-------- PAGE --------

My point is that the South accepted the national myth of the separation of church and state in education because public schools in the region were in reality pro-testant schools. This was the case well into the 1950s even in so “progressive” a city as Atlanta. I attended public schools in the city from 1944 to 1956. Class days began with a reading from the Bible and a prayer of the spontaneous fundamentalist variety; the superiority of doing over be-
ing (“faith without words is dead”) was an implicit-and sometimes explicit-principle in all courses; a personal and direct relationship between the individual and God, unsullied by any ritual or mediating institution, was extolled; I don’t remember studying a single Catholic or Jewish social theorist. Evangelists spoke in the school and we were exhorted to attend revivals.

Was anyone persecuted, coerced, humiliated? I don’t think so. The few Jews and Catholics in the school took it in stride and participated wholeheartedly in sports and extracurricular activities. At most they seemed bemused by the strange religious enthusiasm of their Protestant classmates; they were probably more corrupted by the Protestant insistence on hard work, thrift and cleanliness than by any prayer or Bible thumping revivalist.

By the end of World War II, then, the South had a fairly well-established system of Protestant education which was supported and financed by the state. There were some private schools-parochial schools in cities like New Orleans and Savannah and prep schools for the children of the wealthy-but they merely reenforced one of the central myths of education: the state provides schools in which all classes of children mix and mingle, thus insuring a broad social experience which will prepare the child for life. What the public schools in the South acknowledged in practice if not in principle was that education has as much to do with social values as it has to do with intellectual achievement.

The major mistake made by the Protestants in the South was their acceptance of the state as the instrument through which they could establish and maintain their spiritual values. Of course, to a certain extent-because the schools reflected a homogeneous society in which religious and secular values were inseparable-Southerners fooled themselves. But there were leaders in the South who should have known better, who should have seen, at least as late as World War II, that there was something wrong with the state forcing little children to pledge allegiance to the flag. The Supreme Court quite rightly sided with the Jehovah Witnesses in that case; it did not rule, however, that no one in the school could pledge allegiance to the flag; something very similar to that was to come later.

-------- SUPPLIED INFORMATION --------

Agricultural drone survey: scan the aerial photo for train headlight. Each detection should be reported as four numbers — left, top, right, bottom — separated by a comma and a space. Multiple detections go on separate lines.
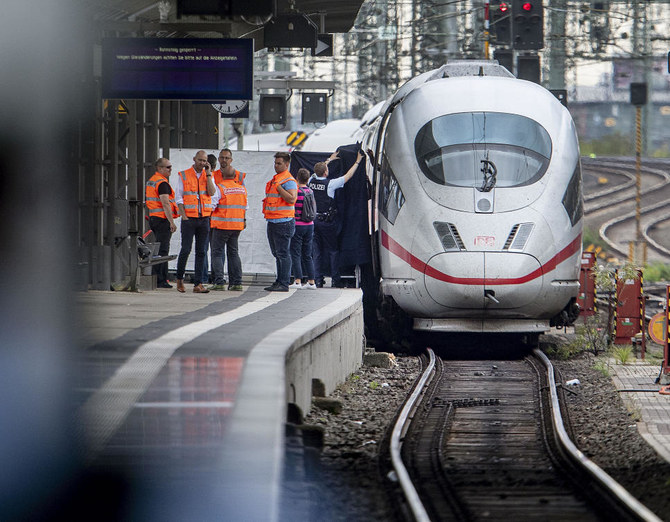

--------

**SET TASK 1**.
In the passage on Southern public schools, during which years did the writer attend public schools in Atlanta?
**SET TASK 2**.
Repeat everything in the passage on Southern public schools from "My point is" down to "to attend revivals.".

**TASK RESPONSE 1**.
From 1944 to 1956.

**TASK RESPONSE 2**.
My point is that the South accepted the national myth of the separation of church and state in education because public schools in the region were in reality pro-testant schools. This was the case well into the 1950s even in so “progressive” a city as Atlanta. I attended public schools in the city from 1944 to 1956. Class days began with a reading from the Bible and a prayer of the spontaneous fundamentalist variety; the superiority of doing over be-
ing (“faith without words is dead”) was an implicit-and sometimes explicit-principle in all courses; a personal and direct relationship between the individual and God, unsullied by any ritual or mediating institution, was extolled; I don’t remember studying a single Catholic or Jewish social theorist. Evangelists spoke in the school and we were exhorted to attend revivals.